> Excerpted text
After smashing into an FDA roadblock, Gilead Sciences has decided to cut its losses on filgotinib, once a blockbuster hopeful and the poster child of the Big Biotech’s early effort to diversify from its core antiviral portfolio.
Gilead has scrapped most of its Galapagos collaboration specific to rheumatoid arthritis med Jyseleca, better known as filgotinib, the California company said Tuesday. The JAK inhibitor has been approved in Japan and Europe but was previously rejected by the FDA.
To industry watchers, the development wasn’t unexpected, given how the drug has struggled with the FDA; apparently, a recent meeting with the agency on the drug’s path forward hammered the final nail in the coffin.
Specifically, Gilead said it would give up on a U.S. approval for filgotinib in rheumatoid arthritis, pay Galapagos €160 million to take over most ongoing clinical trials and return responsibility for the drug in Europe.
That leaves only nominal rights for Gilead in the U.S., SVB Leerink analyst Geoffrey Porges said in a Wednesday note. And RBC Capital Markets analyst Brian Abrahams, in a Tuesday note, labeled the deal adjustment as “an effective, albeit unsurprising, end to the high-opportunity promise the agent once had.”

> Dataset
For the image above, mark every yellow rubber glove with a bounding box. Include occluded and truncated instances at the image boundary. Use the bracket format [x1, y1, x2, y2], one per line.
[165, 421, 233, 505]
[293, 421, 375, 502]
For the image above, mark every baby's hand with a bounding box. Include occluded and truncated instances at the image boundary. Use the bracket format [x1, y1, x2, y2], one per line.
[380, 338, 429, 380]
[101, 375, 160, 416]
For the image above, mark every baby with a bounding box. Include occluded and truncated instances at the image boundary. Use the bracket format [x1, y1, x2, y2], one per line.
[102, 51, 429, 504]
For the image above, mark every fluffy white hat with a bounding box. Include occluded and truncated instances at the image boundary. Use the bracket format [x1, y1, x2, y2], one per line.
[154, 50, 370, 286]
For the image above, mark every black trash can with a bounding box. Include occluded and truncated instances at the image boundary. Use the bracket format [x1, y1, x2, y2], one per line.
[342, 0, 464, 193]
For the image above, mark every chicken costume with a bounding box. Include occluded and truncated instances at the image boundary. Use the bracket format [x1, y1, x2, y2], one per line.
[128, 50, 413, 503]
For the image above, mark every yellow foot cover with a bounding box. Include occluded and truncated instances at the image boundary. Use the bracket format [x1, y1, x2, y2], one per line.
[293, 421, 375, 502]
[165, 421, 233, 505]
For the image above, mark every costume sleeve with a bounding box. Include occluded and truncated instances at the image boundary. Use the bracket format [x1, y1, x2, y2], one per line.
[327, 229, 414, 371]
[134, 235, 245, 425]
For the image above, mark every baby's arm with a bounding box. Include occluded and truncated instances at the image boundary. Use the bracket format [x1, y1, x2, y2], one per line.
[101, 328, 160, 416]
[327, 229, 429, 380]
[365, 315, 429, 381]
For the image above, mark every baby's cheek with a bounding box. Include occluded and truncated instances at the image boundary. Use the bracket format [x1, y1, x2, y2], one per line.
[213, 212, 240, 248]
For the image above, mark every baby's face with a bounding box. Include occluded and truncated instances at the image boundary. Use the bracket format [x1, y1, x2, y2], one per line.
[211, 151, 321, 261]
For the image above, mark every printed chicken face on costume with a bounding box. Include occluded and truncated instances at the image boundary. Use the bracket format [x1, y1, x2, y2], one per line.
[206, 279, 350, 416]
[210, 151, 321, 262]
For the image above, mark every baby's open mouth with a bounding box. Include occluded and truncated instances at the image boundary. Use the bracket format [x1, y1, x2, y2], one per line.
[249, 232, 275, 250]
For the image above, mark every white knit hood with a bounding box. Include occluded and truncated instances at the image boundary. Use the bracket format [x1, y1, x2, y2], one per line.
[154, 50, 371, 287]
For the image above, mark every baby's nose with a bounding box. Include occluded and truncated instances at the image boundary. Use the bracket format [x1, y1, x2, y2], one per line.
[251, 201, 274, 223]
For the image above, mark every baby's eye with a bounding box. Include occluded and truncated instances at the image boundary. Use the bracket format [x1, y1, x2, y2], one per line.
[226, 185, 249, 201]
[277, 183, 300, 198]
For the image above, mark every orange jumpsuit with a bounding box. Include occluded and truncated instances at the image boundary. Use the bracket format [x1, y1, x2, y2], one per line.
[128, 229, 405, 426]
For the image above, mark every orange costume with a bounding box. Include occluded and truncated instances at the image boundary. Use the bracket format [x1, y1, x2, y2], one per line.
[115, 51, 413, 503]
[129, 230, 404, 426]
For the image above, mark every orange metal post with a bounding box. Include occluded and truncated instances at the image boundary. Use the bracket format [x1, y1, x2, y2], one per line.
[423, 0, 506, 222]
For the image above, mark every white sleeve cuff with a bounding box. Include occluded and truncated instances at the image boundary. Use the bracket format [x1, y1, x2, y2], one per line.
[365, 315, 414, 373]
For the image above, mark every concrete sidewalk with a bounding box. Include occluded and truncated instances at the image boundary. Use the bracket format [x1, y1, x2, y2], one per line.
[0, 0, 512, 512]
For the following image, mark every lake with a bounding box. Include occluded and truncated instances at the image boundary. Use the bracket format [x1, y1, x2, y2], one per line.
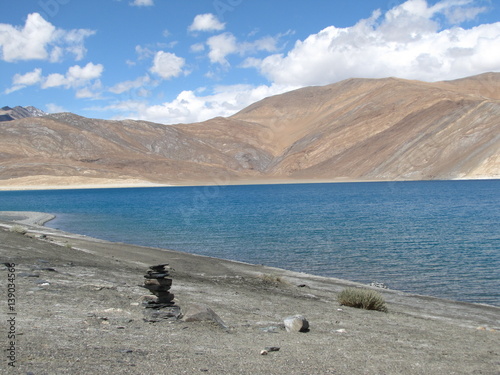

> Problem to solve
Decide whether each statement below agrees with the filgotinib text. Answer yes or no for each, quoting the text's deciding words.
1. Filgotinib has received approval in Japan and Europe.
2. Gilead will keep responsibility for the drug in Europe.
3. Geoffrey Porges commented on the development in a Tuesday note.

> Answer
1. Yes: "The JAK inhibitor has been approved in Japan and Europe but was previously rejected by the FDA."
2. No: "return responsibility for the drug in Europe."
3. No: "SVB Leerink analyst Geoffrey Porges said in a Wednesday note."